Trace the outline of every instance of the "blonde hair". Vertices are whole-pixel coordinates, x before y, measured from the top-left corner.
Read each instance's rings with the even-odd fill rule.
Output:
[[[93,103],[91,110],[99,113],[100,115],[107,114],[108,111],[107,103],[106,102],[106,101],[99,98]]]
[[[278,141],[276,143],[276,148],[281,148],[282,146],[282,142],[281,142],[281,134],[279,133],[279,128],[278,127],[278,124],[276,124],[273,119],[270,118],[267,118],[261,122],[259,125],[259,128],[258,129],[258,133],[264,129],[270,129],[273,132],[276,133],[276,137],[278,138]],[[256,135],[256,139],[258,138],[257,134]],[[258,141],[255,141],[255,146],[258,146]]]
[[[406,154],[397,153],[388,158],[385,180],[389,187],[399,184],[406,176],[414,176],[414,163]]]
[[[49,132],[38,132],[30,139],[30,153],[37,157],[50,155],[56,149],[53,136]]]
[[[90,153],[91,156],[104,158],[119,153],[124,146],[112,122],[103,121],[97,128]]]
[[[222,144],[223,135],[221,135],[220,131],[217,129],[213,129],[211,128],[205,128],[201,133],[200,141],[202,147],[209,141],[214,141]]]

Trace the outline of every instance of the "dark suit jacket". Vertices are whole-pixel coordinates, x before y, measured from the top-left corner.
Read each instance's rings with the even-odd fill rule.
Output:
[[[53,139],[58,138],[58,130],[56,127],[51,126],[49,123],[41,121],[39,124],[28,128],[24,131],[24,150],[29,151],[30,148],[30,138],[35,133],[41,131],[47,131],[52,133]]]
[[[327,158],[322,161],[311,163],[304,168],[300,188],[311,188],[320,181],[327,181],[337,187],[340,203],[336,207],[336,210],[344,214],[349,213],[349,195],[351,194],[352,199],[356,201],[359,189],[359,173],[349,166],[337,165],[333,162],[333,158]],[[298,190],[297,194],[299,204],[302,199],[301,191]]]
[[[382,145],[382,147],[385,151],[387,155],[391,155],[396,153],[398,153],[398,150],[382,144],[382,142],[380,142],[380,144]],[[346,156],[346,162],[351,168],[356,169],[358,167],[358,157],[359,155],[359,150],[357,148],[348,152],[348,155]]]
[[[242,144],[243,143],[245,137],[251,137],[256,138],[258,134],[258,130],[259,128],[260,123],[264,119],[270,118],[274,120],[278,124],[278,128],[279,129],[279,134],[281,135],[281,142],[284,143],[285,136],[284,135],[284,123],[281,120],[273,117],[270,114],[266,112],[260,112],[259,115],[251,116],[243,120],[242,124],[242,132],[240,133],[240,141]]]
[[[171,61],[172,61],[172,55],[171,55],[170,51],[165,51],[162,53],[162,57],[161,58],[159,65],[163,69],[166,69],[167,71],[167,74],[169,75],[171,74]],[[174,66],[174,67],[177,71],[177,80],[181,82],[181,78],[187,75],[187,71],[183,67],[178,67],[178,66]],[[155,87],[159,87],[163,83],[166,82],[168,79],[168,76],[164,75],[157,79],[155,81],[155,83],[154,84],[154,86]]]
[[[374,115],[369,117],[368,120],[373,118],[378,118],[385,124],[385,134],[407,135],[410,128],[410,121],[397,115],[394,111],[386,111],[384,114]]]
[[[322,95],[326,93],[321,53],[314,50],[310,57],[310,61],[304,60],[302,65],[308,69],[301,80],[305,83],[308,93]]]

-----

▶ **WRITTEN INSTRUCTION**: Print the material above once more, exactly.

▶ **SOLUTION TO THE PROBLEM**:
Trace the outline of every instance of the "blonde hair". Vertices are whole-pixel coordinates, x before y, measured from the top-left corner.
Read each instance's rings with the even-odd fill rule.
Output:
[[[93,103],[91,110],[99,113],[100,115],[107,114],[108,111],[107,103],[106,102],[106,101],[99,98]]]
[[[278,141],[276,143],[276,148],[281,148],[282,146],[282,142],[281,142],[281,134],[279,133],[279,128],[278,127],[278,124],[276,124],[273,119],[270,118],[267,118],[261,122],[259,125],[259,128],[258,129],[258,133],[264,129],[270,129],[273,132],[276,133],[276,137],[278,138]],[[256,135],[256,139],[258,138],[257,134]],[[258,141],[255,141],[255,146],[258,146]]]
[[[406,154],[397,153],[388,158],[385,180],[389,187],[399,184],[406,176],[414,176],[414,163]]]
[[[49,132],[38,132],[30,139],[30,153],[37,157],[50,155],[56,149],[53,136]]]
[[[90,153],[91,156],[104,158],[119,153],[124,146],[112,122],[103,121],[97,128]]]
[[[222,144],[223,135],[221,135],[220,131],[217,129],[213,129],[211,128],[205,128],[201,133],[200,141],[202,147],[209,141],[214,141]]]

Trace the outline of every instance of the "dark suit jacket". Vertices are whole-pixel coordinates, x before y, measured from the top-left corner.
Read each instance's rings with the even-odd fill rule.
Output:
[[[53,139],[58,138],[58,130],[56,127],[51,126],[49,123],[41,121],[39,124],[28,128],[24,131],[24,150],[29,151],[30,148],[30,138],[35,133],[41,131],[47,131],[52,133]]]
[[[327,158],[322,161],[311,163],[304,168],[300,188],[311,188],[320,181],[327,181],[337,187],[340,203],[336,207],[336,210],[344,214],[349,213],[349,195],[351,194],[352,199],[356,201],[359,189],[359,173],[349,166],[337,165],[333,162],[333,158]],[[298,190],[297,194],[299,204],[302,199],[301,191]]]
[[[382,145],[382,147],[385,151],[387,155],[391,155],[396,153],[398,153],[398,150],[382,144],[382,142],[380,142],[380,144]],[[346,156],[346,162],[351,168],[356,169],[358,167],[358,157],[359,155],[359,150],[357,148],[348,152],[348,155]]]
[[[242,144],[243,143],[245,137],[251,137],[256,138],[258,134],[258,130],[259,128],[260,123],[264,119],[270,118],[274,120],[278,124],[278,128],[279,129],[279,134],[281,135],[281,142],[284,143],[285,136],[284,135],[284,123],[281,120],[273,117],[270,114],[266,112],[260,112],[259,115],[251,116],[243,120],[242,124],[242,132],[240,133],[240,141]]]
[[[171,61],[172,61],[172,55],[171,55],[170,51],[165,51],[162,53],[162,57],[161,58],[159,65],[163,69],[166,69],[167,71],[167,74],[169,75],[171,74]],[[174,66],[174,67],[177,71],[177,80],[181,82],[181,78],[187,75],[187,71],[183,67],[178,67],[178,66]],[[155,87],[159,87],[163,83],[166,82],[168,79],[168,76],[164,75],[157,79],[155,81],[155,83],[154,84],[154,86]]]
[[[374,115],[369,117],[368,120],[373,118],[378,118],[385,124],[385,134],[407,135],[410,128],[410,121],[397,115],[394,111],[386,111],[384,114]]]
[[[322,95],[326,93],[321,53],[314,50],[310,57],[310,61],[304,60],[302,65],[308,69],[301,80],[305,83],[308,93]]]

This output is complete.